-- Given task 1 --
Please echo the listing from the line containing "QA review pass — verify and re-annotate all instances of dirt" through the line containing "[[0, 100, 140, 140]]", and nothing else.

-- Supplied passage --
__________
The Best Christmas Pageant Ever (Matthew 2:1-12)

By | December 11, 2011

A Hollywood Christmas #3

Matthew 2:1-12 (NRSV)

[1] In the time of King Herod, after Jesus was born in Bethlehem of Judea, wise men from the East came to Jerusalem,  

[2] asking, “Where is the child who has been born king of the Jews? For we observed his star at its rising, and have come to pay him homage.”  

[3] When King Herod heard this, he was frightened, and all Jerusalem with him;  

[4] and calling together all the chief priests and scribes of the people, he inquired of them where the Messiah was to be born.  

[5] They told him, “In Bethlehem of Judea; for so it has been written by the prophet:   

[6] ‘And you, Bethlehem, in the land of Judah, are by no means least among the rulers of Judah; for from you shall come a ruler who is to shepherd my people Israel.'”   

[7] Then Herod secretly called for the wise men and learned from them the exact time when the star had appeared.  

[8] Then he sent them to Bethlehem, saying, “Go and search diligently for the child; and when you have found him, bring me word so that I may also go and pay him homage.”  

[9] When they had heard the king, they set out; and there, ahead of them, went the star that they had seen at its rising, until it stopped over the place where the child was.  

[10] When they saw that the star had stopped, they were overwhelmed with joy.  

[11] On entering the house, they saw the child with Mary his mother; and they knelt down and paid him homage. Then, opening their treasure chests, they offered him gifts of gold, frankincense, and myrrh.  

[12] And having been warned in a dream not to return to Herod, they left for their own country by another road.  


* [THEME] Brenda Roberts of Stone Mountain, Georgia is a Sunday School teacher. She was reading the story of Jesus’ birth to her day-care children one morning. As usual, she stopped to see if they understood, so she asked, “What do we call the three wise men?”
__________
-- Given task 2 --
Condense the paragraph of the Matthew reading that begins "[11] On entering the house" into a shorter version that keeps its main facts.

-- Task material --
__________
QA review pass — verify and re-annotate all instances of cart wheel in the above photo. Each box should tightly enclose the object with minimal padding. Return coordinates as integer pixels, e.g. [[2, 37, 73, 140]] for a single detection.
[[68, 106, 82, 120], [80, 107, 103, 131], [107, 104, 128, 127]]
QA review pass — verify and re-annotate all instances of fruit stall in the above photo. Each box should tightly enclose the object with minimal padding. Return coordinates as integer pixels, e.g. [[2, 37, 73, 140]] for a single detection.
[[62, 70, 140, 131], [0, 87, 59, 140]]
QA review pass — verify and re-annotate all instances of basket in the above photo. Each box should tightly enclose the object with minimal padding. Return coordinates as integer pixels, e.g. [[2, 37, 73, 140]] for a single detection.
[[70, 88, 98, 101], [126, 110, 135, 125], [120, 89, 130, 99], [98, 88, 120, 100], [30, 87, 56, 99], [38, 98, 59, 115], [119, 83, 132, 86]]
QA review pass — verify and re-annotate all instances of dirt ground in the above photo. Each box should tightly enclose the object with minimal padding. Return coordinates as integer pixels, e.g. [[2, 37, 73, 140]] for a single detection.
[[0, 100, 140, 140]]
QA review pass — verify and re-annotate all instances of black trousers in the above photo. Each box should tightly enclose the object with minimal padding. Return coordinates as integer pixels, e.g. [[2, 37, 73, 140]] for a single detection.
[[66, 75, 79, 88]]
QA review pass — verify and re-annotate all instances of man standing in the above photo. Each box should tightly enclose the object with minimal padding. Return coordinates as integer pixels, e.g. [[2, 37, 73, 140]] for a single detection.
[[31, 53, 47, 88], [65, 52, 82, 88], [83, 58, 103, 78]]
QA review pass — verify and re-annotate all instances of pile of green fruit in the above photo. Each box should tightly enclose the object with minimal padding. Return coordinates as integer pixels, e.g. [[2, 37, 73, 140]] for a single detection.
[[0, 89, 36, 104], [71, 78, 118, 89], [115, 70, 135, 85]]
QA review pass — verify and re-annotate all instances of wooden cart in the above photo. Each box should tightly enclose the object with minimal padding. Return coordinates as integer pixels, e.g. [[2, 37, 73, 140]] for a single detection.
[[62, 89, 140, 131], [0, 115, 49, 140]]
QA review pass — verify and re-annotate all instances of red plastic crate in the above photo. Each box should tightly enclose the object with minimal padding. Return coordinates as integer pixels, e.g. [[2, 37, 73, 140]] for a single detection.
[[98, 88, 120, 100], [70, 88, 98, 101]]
__________
-- Written reply 1 --
QA review pass — verify and re-annotate all instances of dirt ground in the above photo. Each box should tightly enclose the object with minimal padding. Return coordinates as integer pixels, e.g. [[2, 37, 73, 140]] for a single detection.
[[0, 100, 140, 140]]

-- Written reply 2 --
Entering the house, the wise men found the child with his mother Mary. They knelt, paid him homage, and offered gifts of gold, frankincense, and myrrh from their treasure chests.